Repeat the records word for word, excluding any picture.
⁂
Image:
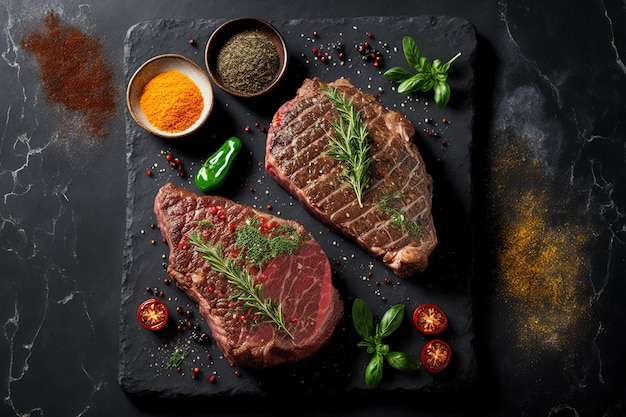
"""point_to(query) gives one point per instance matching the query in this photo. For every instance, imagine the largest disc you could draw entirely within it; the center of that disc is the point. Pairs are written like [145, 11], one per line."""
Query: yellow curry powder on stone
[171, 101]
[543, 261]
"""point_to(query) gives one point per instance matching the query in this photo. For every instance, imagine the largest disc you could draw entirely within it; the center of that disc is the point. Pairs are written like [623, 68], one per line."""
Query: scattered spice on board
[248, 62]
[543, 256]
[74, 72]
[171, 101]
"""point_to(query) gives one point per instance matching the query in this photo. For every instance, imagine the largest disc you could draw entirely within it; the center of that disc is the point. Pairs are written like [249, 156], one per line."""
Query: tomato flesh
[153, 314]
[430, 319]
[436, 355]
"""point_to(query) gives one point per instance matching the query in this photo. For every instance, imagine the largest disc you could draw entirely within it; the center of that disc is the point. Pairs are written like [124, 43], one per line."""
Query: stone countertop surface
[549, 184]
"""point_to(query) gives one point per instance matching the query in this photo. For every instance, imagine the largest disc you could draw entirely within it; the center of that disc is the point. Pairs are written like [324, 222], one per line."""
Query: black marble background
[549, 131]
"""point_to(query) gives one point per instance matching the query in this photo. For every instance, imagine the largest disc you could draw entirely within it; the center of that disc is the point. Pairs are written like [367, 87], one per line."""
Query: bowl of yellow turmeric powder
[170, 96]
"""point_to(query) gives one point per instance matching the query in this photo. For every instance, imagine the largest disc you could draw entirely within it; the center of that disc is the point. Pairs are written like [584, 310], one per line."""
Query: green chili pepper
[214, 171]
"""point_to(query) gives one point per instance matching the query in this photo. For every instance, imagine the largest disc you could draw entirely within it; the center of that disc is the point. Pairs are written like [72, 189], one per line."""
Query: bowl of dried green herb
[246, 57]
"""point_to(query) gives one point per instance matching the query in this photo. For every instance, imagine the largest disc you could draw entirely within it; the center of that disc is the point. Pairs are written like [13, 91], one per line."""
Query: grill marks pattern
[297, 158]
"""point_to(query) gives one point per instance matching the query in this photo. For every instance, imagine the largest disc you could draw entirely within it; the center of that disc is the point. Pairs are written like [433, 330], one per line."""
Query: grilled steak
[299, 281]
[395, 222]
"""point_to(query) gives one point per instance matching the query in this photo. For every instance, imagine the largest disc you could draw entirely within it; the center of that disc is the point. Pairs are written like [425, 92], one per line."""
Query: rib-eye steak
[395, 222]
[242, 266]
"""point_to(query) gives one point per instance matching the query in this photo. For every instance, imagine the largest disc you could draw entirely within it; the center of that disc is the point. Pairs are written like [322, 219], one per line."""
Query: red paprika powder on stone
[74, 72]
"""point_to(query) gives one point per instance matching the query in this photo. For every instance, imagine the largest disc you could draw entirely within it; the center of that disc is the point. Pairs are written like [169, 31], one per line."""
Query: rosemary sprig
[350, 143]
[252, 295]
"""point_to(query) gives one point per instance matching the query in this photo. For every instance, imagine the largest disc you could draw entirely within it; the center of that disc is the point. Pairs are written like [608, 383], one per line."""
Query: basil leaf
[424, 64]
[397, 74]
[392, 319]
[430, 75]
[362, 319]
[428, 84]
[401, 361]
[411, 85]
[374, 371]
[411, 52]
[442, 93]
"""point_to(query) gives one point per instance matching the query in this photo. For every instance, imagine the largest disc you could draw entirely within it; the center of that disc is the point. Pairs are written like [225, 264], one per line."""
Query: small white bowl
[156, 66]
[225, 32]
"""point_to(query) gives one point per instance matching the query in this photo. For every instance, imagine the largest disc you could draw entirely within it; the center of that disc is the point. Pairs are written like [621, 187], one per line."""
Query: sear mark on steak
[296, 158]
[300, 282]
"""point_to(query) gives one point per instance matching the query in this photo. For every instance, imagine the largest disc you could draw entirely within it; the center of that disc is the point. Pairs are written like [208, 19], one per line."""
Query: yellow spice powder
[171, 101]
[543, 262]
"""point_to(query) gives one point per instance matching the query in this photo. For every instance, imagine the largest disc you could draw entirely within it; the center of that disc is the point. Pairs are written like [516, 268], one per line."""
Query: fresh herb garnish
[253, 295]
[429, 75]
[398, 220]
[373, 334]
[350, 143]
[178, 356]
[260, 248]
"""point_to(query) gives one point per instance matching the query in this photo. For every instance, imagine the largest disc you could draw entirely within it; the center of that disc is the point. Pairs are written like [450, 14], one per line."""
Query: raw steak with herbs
⁂
§ **Answer for the task**
Image:
"""point_to(query) gives one point per instance matching the query in this photo. For every instance, imagine the largest disc you could draw entirely within it; the center of that disc is the point. Pairs are written like [145, 11], one per line."""
Query: yellow curry powder on stone
[171, 101]
[543, 261]
"""point_to(query) gives one point per instance matching the query in this photo. For every instance, imagine the largest disc you could draw entirely within it; the center of that disc is the point. Pairs are written like [623, 68], one per line."""
Query: scattered spice on board
[248, 62]
[543, 256]
[74, 72]
[171, 101]
"""point_to(query) gives one point per instance matching the query in this photo. For every instance, imagine the largest disc you could draw entirely within it; the center of that disc is the point. Pairs are written like [249, 156], one per line."""
Query: tomato flesh
[153, 314]
[430, 319]
[436, 355]
"""point_to(query) gives one point per instance matching the query in this photo. For every instance, imagine the largest disc you could draw entirely within it; the center of that disc is the point. Pairs are written like [124, 43], one per line."""
Query: stone countertop surface
[549, 184]
"""point_to(query) gives one point per instance matching the query in this photo. For every instance, imagine the largest disc you could draw entirely within it; the center of that disc is the point. Pairs are written like [324, 222], one per line."""
Query: black marble background
[549, 131]
"""point_to(query) gives one point per instance matching the query in this photo. For every instance, imagine the largest disc you could draw entirely within it; the center of that disc is the point. Pairs are written like [367, 87], one per line."""
Query: bowl of yellow turmeric powder
[170, 96]
"""point_to(query) gives one point per instance matching the query in this photo. For every instance, imagine the largest disc you could draw entirely within it; the center of that disc is the point. Pairs are written like [584, 310], one per line."""
Query: green chili pepper
[214, 171]
"""point_to(query) gives one point per instance matching the query in this photo. For every instance, imagine the largest disc you could draw entirely within it; the center of that disc is the point. Pairs are written like [72, 189], one per line."""
Query: bowl of dried green herb
[246, 57]
"""point_to(query) gives one point per instance matching the query in this photo. For every instance, imagine the largest disc you could draw entirely within it; the center of that disc is the point. Pairs are written like [13, 91], one per line."""
Query: grill marks pattern
[297, 158]
"""point_to(query) gives one point per instance matching the query in this photo. For every instance, imagine the largest disc you could draw entirely within it; the center of that disc is the point. Pairs are written like [433, 330], one per line."""
Query: grilled steak
[299, 281]
[395, 222]
"""point_to(query) gives one point per instance matching the query in this photo. For every instance, imagine the largest disc you could draw entirely within it; the center of that disc is the point. Pairs are written like [425, 92], one per line."""
Query: rib-eye steak
[395, 222]
[242, 266]
"""point_to(query) gives one point per instance matching the query in this photo. For every instance, imagine the largest disc you could draw entirely within it; the center of that disc is the point. Pairs are written like [322, 219], one per line."""
Query: red paprika powder on stone
[74, 72]
"""point_to(query) gives one point per instance matching the query in this photo. For every instance, imagine the largest disc you could draw entirely within it; the center of that disc is the point. Pairs are written like [169, 31], one per line."""
Query: rosemary sprig
[350, 143]
[252, 295]
"""point_to(query) gives one point per instance matching the query in this photo. For every instance, imagine the largest disc you could draw entirely within it; the center of that disc is the point. Pairs are written like [608, 383], one per line."""
Query: basil leaf
[424, 64]
[397, 74]
[392, 319]
[430, 75]
[362, 319]
[428, 84]
[401, 361]
[411, 85]
[374, 371]
[411, 52]
[442, 93]
"""point_to(query) gives one point per instance matching the query in this photo. For every instance, imagine the largest disc you could draw entirely within it; the center of that disc is the point. Pairs are written like [225, 264], one per line."""
Query: small white bowl
[156, 66]
[225, 32]
"""point_to(query) gives one point per instance matching the query in this photo. For every instance, imagine the largest disc you could draw entirely within it; the center of that disc is the point. Pairs are written like [621, 187], one per line."""
Query: sear mark on steak
[296, 158]
[300, 282]
"""point_to(query) gives one point per instance matching the query in this photo. For every instance, imagine the largest disc you could draw entirely within it; the center of that disc is the point. Pairs are written like [208, 19], one per line."""
Query: yellow spice powder
[171, 101]
[543, 262]
"""point_to(query) gives one point per instance matching the query in this photo. For every instance, imagine the largest disc you could draw entirely within it; the center of that disc is the point. Pairs are written like [516, 268], one per line."""
Query: fresh herb garnish
[253, 295]
[429, 75]
[398, 220]
[373, 334]
[350, 143]
[178, 356]
[260, 248]
"""point_to(query) gives one point per instance matching the query in this photo. For every instance, imagine the largest disc you could draw entirely within it; the center of that disc is the point. Pairs are written like [450, 14], one per line."""
Query: raw steak with herbs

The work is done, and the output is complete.